◆ **WHAT TO WORK ON**
All entries should be copied exactly; the pictures stay out.

◆ **ENTRIES SHOWN**
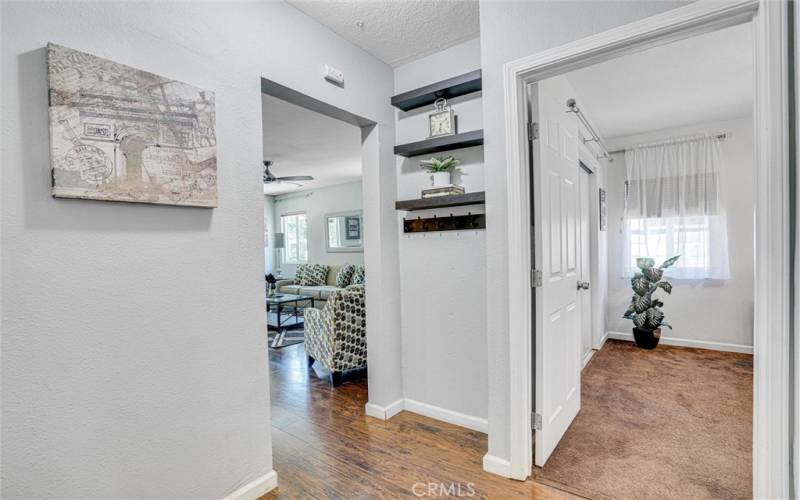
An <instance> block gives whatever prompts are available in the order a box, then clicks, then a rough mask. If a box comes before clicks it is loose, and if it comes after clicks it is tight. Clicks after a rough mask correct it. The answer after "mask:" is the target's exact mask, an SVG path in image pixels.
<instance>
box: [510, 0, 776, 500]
mask: <svg viewBox="0 0 800 500" xmlns="http://www.w3.org/2000/svg"><path fill="white" fill-rule="evenodd" d="M787 19H788V14H787V4H786V2H773V1H770V0H735V1H732V2H727V3H722V2H705V1H700V2H696V3H692V4H689V5H687V6H684V7H680V8H677V9H673V10H670V11H667V12H664V13H662V14H659V15H656V16H653V17H650V18H647V19H643V20H641V21H638V22H634V23H631V24H627V25H624V26H620V27H618V28H615V29H612V30H609V31H606V32H603V33H599V34H597V35H593V36H590V37H587V38H583V39H581V40H577V41H575V42H572V43H568V44H566V45H562V46H560V47H556V48H553V49H549V50H546V51H543V52H539V53H537V54H534V55H531V56H528V57H525V58H522V59H519V60H517V61H512V62H509V63H507V64H505V65H504V66H503V77H504V91H505V118H506V123H505V127H506V158H507V163H506V175H507V185H508V248H509V252H508V257H509V269H508V281H509V304H508V311H509V361H510V374H511V376H510V379H509V395H510V397H509V400H510V404H509V411H510V415H509V424H510V433H509V435H510V457H509V458H510V471H509V472H510V476H511V477H512V478H515V479H525V478H527V477H528V476H529V475H530V474H531V467H532V455H533V453H532V444H533V443H532V441H533V440H532V436H531V430H530V429H531V410H532V404H531V403H532V402H531V397H530V396H531V387H530V383H531V369H532V366H531V357H530V353H531V341H532V339H531V331H532V330H531V325H532V324H533V322H532V318H531V308H530V304H531V282H530V275H531V273H530V271H529V270H530V268H531V252H530V241H531V238H530V225H529V220H528V214H529V211H528V206H529V197H530V194H529V192H528V186H529V178H528V175H529V174H528V158H527V148H526V146H525V145H526V140H527V138H526V126H525V109H524V107H525V85H526V84H527V83H530V82H534V81H539V80H542V79H544V78H548V77H551V76H555V75H558V74H563V73H565V72H567V71H571V70H573V69H576V68H579V67H584V66H587V65H589V64H595V63H597V62H601V61H604V60H608V59H611V58H614V57H618V56H620V55H623V54H626V53H630V52H633V51H639V50H642V48H646V47H652V46H657V45H662V44H664V43H668V42H672V41H675V40H679V39H683V38H687V37H690V36H694V35H698V34H701V33H705V32H710V31H715V30H718V29H721V28H725V27H729V26H734V25H736V24H741V23H744V22H749V21H753V22H754V26H755V37H754V43H755V59H756V61H755V64H756V66H755V69H756V71H755V73H756V81H755V92H756V99H755V103H756V104H755V148H756V162H757V169H756V170H757V171H756V203H755V205H756V207H755V209H756V210H755V241H756V247H755V325H754V355H755V363H754V419H753V440H754V443H753V444H754V445H753V491H754V496H755V497H756V498H788V497H789V494H790V493H789V492H790V489H789V481H790V478H791V471H790V461H789V460H790V432H789V402H790V394H789V391H790V389H789V388H790V380H789V373H790V371H789V353H790V343H789V340H790V338H789V337H790V330H789V318H790V314H791V308H790V303H789V293H788V290H789V286H790V276H789V273H788V270H789V269H790V265H789V259H790V255H789V254H790V247H789V243H790V203H789V201H790V200H789V181H790V176H789V170H790V165H789V137H788V130H789V128H788V116H789V115H788V113H789V100H788V60H787V50H788V28H787Z"/></svg>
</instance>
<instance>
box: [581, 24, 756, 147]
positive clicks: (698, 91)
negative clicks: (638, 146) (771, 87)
mask: <svg viewBox="0 0 800 500" xmlns="http://www.w3.org/2000/svg"><path fill="white" fill-rule="evenodd" d="M752 36H753V35H752V31H751V26H750V24H744V25H740V26H734V27H732V28H727V29H724V30H721V31H715V32H712V33H708V34H705V35H701V36H697V37H692V38H689V39H686V40H681V41H679V42H674V43H671V44H668V45H662V46H660V47H656V48H652V49H649V50H645V51H642V52H639V53H637V54H632V55H629V56H624V57H621V58H618V59H613V60H610V61H606V62H603V63H600V64H596V65H594V66H590V67H587V68H583V69H580V70H577V71H573V72H571V73H568V74H567V78H568V79H569V81H570V83H572V86H573V87H575V92H576V93H577V94H578V95H579V96H580V99H579V101H578V106H580V107H581V108H582V109H583V110H584V111H586V114H587V116H588V117H589V119H590V120H591V121H592V122H593V123H594V125H595V126H596V128H597V129H598V132H599V133H600V134H601V135H603V137H604V138H605V139H606V140H607V141H610V140H611V139H613V138H615V137H623V136H628V135H635V134H640V133H645V132H650V131H655V130H661V129H667V128H672V127H680V126H685V125H692V124H697V123H703V122H712V121H722V120H728V119H733V118H741V117H744V116H748V115H750V114H752V112H753V92H754V90H753V75H754V72H753V51H752Z"/></svg>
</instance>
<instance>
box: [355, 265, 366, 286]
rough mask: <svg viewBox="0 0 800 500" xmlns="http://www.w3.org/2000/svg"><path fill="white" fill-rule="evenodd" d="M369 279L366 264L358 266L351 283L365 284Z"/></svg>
mask: <svg viewBox="0 0 800 500" xmlns="http://www.w3.org/2000/svg"><path fill="white" fill-rule="evenodd" d="M366 280H367V270H366V269H365V268H364V266H358V268H357V269H356V272H355V273H354V274H353V280H352V281H351V283H353V284H354V285H363V284H364V283H365V282H366Z"/></svg>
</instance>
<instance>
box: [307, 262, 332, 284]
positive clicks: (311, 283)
mask: <svg viewBox="0 0 800 500" xmlns="http://www.w3.org/2000/svg"><path fill="white" fill-rule="evenodd" d="M329 269H330V267H329V266H323V265H322V264H312V265H310V266H308V267H307V268H306V272H305V273H304V274H303V279H302V281H300V285H302V286H322V285H324V284H325V282H326V281H327V280H328V270H329Z"/></svg>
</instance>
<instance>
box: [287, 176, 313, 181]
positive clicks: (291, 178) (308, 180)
mask: <svg viewBox="0 0 800 500" xmlns="http://www.w3.org/2000/svg"><path fill="white" fill-rule="evenodd" d="M278 180H279V181H313V180H314V178H313V177H311V176H310V175H287V176H285V177H278Z"/></svg>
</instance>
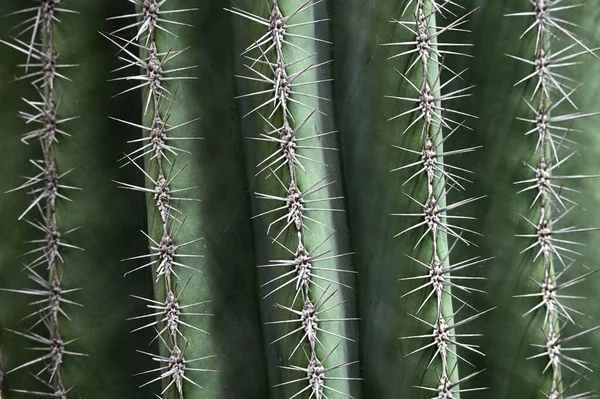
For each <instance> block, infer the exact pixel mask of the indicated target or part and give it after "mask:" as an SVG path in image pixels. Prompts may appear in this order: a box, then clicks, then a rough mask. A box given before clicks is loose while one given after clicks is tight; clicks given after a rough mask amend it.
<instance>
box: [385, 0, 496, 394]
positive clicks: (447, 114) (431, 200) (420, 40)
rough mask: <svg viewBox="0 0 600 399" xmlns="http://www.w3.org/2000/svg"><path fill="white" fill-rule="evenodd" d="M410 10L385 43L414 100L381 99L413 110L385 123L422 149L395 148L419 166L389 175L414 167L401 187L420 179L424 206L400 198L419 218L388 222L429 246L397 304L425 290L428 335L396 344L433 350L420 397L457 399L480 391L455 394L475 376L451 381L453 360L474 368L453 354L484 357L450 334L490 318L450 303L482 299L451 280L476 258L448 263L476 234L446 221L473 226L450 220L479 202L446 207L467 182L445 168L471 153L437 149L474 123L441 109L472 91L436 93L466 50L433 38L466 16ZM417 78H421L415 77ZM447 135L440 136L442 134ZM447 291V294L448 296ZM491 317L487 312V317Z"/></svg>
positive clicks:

◆ **TASK ANSWER**
An <instance> block gives whatever prompts are available in the order a box, then clicks, then a rough mask. If a box comes before clicks it is loose, and if it comes after clicks it is tight. Clicks after a rough mask correct it. The answer after "mask:" is the target's exact mask, an SVG path in image pixels.
<instance>
box: [510, 0, 776, 500]
mask: <svg viewBox="0 0 800 500" xmlns="http://www.w3.org/2000/svg"><path fill="white" fill-rule="evenodd" d="M787 19H788V14H787V4H786V2H773V1H770V0H735V1H732V2H727V3H722V2H705V1H700V2H696V3H692V4H689V5H687V6H684V7H680V8H677V9H673V10H670V11H667V12H664V13H662V14H659V15H656V16H653V17H650V18H647V19H643V20H641V21H638V22H634V23H631V24H627V25H624V26H620V27H618V28H615V29H612V30H609V31H606V32H603V33H599V34H597V35H593V36H590V37H587V38H583V39H581V40H577V41H575V42H572V43H568V44H566V45H562V46H560V47H556V48H553V49H549V50H546V51H543V52H539V53H537V54H534V55H531V56H528V57H525V58H522V59H519V60H517V61H512V62H509V63H507V64H505V65H504V66H503V77H504V91H505V118H506V123H505V127H506V158H507V163H506V175H507V185H508V248H509V252H508V257H509V269H508V281H509V304H508V311H509V361H510V374H511V376H510V379H509V395H510V397H509V400H510V404H509V411H510V415H509V424H510V433H509V435H510V457H509V458H510V471H509V472H510V476H511V477H512V478H515V479H525V478H527V477H528V476H529V475H530V474H531V467H532V455H533V453H532V444H533V443H532V441H533V440H532V436H531V430H530V429H531V410H532V404H531V403H532V402H531V397H530V396H531V387H530V383H531V369H532V366H531V357H530V353H531V341H532V339H531V331H532V330H531V325H532V324H533V322H532V318H531V308H530V304H531V282H530V275H531V273H530V271H529V270H530V268H531V252H530V241H531V238H530V225H529V220H528V214H529V211H528V206H529V197H530V194H529V192H528V186H529V178H528V175H529V174H528V158H527V148H526V146H525V145H526V140H527V138H526V126H525V109H524V107H525V85H526V84H527V83H530V82H534V81H539V80H542V79H544V78H548V77H551V76H555V75H558V74H563V73H565V72H567V71H571V70H573V69H576V68H579V67H584V66H587V65H589V64H595V63H597V62H601V61H604V60H608V59H611V58H614V57H618V56H620V55H623V54H626V53H630V52H633V51H639V50H642V48H646V47H652V46H657V45H662V44H664V43H668V42H672V41H675V40H679V39H683V38H687V37H690V36H694V35H698V34H701V33H705V32H710V31H715V30H718V29H721V28H725V27H729V26H734V25H736V24H741V23H744V22H749V21H753V22H754V26H755V37H754V43H755V59H756V61H755V64H756V66H755V69H756V71H755V73H756V81H755V92H756V99H755V103H756V104H755V148H756V162H757V169H756V170H757V171H756V203H755V205H756V207H755V209H756V210H755V241H756V247H755V325H754V355H755V363H754V419H753V440H754V443H753V444H754V445H753V491H754V496H755V497H756V498H788V497H789V494H790V493H789V492H790V489H789V481H790V478H791V471H790V461H789V460H790V432H789V402H790V394H789V391H790V389H789V388H790V380H789V373H790V371H789V353H790V343H789V340H790V338H789V337H790V330H789V318H790V314H791V308H790V303H789V293H788V290H789V286H790V276H789V273H788V270H789V269H790V265H789V259H790V255H789V254H790V247H789V243H790V203H789V201H790V200H789V181H790V176H789V170H790V165H789V137H788V130H789V128H788V116H789V115H788V113H789V100H788V60H787V50H788V28H787Z"/></svg>
</instance>
<instance>
box: [581, 24, 756, 147]
positive clicks: (698, 91)
negative clicks: (638, 146) (771, 87)
mask: <svg viewBox="0 0 800 500" xmlns="http://www.w3.org/2000/svg"><path fill="white" fill-rule="evenodd" d="M752 36H753V35H752V31H751V26H750V24H744V25H740V26H734V27H732V28H727V29H724V30H721V31H715V32H712V33H708V34H705V35H701V36H697V37H692V38H689V39H686V40H681V41H679V42H674V43H671V44H668V45H662V46H660V47H656V48H652V49H649V50H645V51H642V52H639V53H637V54H632V55H629V56H624V57H621V58H618V59H613V60H610V61H606V62H603V63H600V64H596V65H594V66H590V67H587V68H583V69H580V70H577V71H573V72H571V73H568V74H567V78H568V79H569V81H570V83H572V86H573V87H575V92H576V93H577V94H578V95H579V96H580V99H579V101H578V106H580V107H581V108H582V109H583V110H584V111H586V114H587V116H588V117H589V119H590V120H591V121H592V122H593V123H594V125H595V126H596V128H597V129H598V132H599V133H600V134H601V135H603V137H604V138H605V139H606V140H607V141H610V140H611V139H613V138H615V137H623V136H628V135H635V134H640V133H645V132H650V131H655V130H661V129H667V128H672V127H680V126H685V125H692V124H697V123H703V122H712V121H722V120H728V119H733V118H741V117H744V116H748V115H750V114H752V112H753V92H754V90H753V75H754V72H753V51H752Z"/></svg>
</instance>
<instance>
box: [355, 265, 366, 286]
rough mask: <svg viewBox="0 0 800 500" xmlns="http://www.w3.org/2000/svg"><path fill="white" fill-rule="evenodd" d="M369 279L366 264L358 266L351 283L365 284Z"/></svg>
mask: <svg viewBox="0 0 800 500" xmlns="http://www.w3.org/2000/svg"><path fill="white" fill-rule="evenodd" d="M366 280H367V270H366V269H365V268H364V266H358V268H357V269H356V272H355V273H354V274H353V280H352V281H351V283H353V284H354V285H363V284H364V283H365V282H366Z"/></svg>
</instance>
<instance>
box: [307, 262, 332, 284]
positive clicks: (311, 283)
mask: <svg viewBox="0 0 800 500" xmlns="http://www.w3.org/2000/svg"><path fill="white" fill-rule="evenodd" d="M329 269H330V267H329V266H323V265H322V264H312V265H310V266H308V267H307V268H306V272H305V273H304V274H303V279H302V281H300V285H302V286H322V285H324V284H325V282H326V281H327V280H328V270H329Z"/></svg>
</instance>
<instance>
box: [287, 176, 313, 181]
positive clicks: (291, 178) (308, 180)
mask: <svg viewBox="0 0 800 500" xmlns="http://www.w3.org/2000/svg"><path fill="white" fill-rule="evenodd" d="M278 180H279V181H313V180H314V178H313V177H311V176H310V175H287V176H285V177H278Z"/></svg>
</instance>
For each <instance> block, infer the exact pixel mask of the indicated target or part and give it after "mask:" as an SVG path in image pixels. Prompts may appear in this order: a box, then clicks, then a rough mask. A box given before clicks is loose while one given after clicks is tight; clicks given after a rough mask amend it.
<instance>
box: [385, 0, 496, 394]
positive clicks: (447, 114) (431, 200) (420, 40)
rough mask: <svg viewBox="0 0 600 399" xmlns="http://www.w3.org/2000/svg"><path fill="white" fill-rule="evenodd" d="M410 10L385 43L414 100L381 99L413 110L385 123L422 149L395 148L419 166L389 175L414 167L401 187L420 179L424 206L400 198L419 218L388 222L429 246L397 304L425 290L428 335L396 344L433 350L420 397L457 399L480 391L455 394L475 376L451 381L453 360L474 368L453 354L484 357L450 334L490 318L450 303L482 299L451 280L476 258L448 263L476 234L446 221L473 226L450 220L479 202L446 207L467 182L445 168L471 153L437 149L474 123L441 109L472 91L436 93L466 50L433 38L466 16ZM417 78H421L415 77ZM447 135L440 136L442 134ZM447 291V294L448 296ZM491 317L487 312V317Z"/></svg>
positive clicks:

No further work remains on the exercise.